DATA UNDER STUDY:
↓↓↓

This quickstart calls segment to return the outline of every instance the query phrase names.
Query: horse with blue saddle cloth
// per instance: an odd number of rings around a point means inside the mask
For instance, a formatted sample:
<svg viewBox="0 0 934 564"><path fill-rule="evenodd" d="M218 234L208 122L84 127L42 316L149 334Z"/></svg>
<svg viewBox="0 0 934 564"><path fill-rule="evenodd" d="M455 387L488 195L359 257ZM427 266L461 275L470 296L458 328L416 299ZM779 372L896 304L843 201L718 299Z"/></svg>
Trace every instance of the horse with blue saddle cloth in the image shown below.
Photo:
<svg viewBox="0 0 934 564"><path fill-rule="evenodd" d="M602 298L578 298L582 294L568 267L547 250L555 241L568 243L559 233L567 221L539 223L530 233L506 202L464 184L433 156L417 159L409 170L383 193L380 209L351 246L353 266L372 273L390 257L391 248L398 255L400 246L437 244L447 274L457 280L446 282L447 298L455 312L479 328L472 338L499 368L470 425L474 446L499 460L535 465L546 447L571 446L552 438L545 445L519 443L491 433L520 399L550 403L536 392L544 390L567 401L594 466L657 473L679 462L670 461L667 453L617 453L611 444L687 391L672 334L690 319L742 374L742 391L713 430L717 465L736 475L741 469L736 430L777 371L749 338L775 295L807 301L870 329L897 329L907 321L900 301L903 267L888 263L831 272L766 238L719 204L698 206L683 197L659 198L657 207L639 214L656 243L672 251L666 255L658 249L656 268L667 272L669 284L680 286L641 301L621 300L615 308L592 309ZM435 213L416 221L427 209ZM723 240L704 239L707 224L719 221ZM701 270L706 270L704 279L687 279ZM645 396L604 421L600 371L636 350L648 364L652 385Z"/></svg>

↑↑↑

WHAT IS EXPECTED: Down to the last line, reproduce the entries above precisely.

RESULT OF THIS EXERCISE:
This quickstart calls segment to return the outline of every instance the query phrase names.
Query: horse with blue saddle cloth
// per instance: an odd number of rings around a point means inside the mask
For instance, a formatted sample:
<svg viewBox="0 0 934 564"><path fill-rule="evenodd" d="M218 234L208 122L84 127L42 316L149 334Z"/></svg>
<svg viewBox="0 0 934 564"><path fill-rule="evenodd" d="M455 387L488 195L359 257ZM427 266L461 275L470 296L458 328L416 299ZM779 372L896 304L843 201L718 299Z"/></svg>
Trace every instance of the horse with blue saddle cloth in the image shown below.
Photo:
<svg viewBox="0 0 934 564"><path fill-rule="evenodd" d="M602 298L578 298L582 294L568 267L547 250L555 241L568 243L559 233L567 221L539 223L530 233L506 202L464 184L433 156L417 159L409 170L383 193L380 209L351 246L353 266L372 273L390 257L391 248L398 255L400 246L437 244L447 274L457 280L446 282L447 298L455 312L479 328L472 338L499 368L470 425L474 446L499 460L535 465L546 447L571 446L552 438L545 445L519 443L491 433L520 399L550 403L536 392L544 390L567 401L594 466L657 473L679 462L670 461L667 453L617 453L611 444L687 391L672 334L690 319L742 374L742 391L713 430L717 465L736 475L741 469L736 430L777 371L749 338L775 295L807 301L870 329L897 329L907 321L900 301L903 267L888 263L831 272L766 238L719 204L698 206L683 197L659 198L657 207L639 214L656 243L672 251L666 255L658 249L656 268L667 272L669 284L680 286L641 301L621 300L615 308L592 309ZM435 213L416 221L427 209ZM723 240L704 239L707 224L719 221ZM701 270L706 270L704 279L687 279ZM645 396L604 421L600 371L636 350L648 364L652 385Z"/></svg>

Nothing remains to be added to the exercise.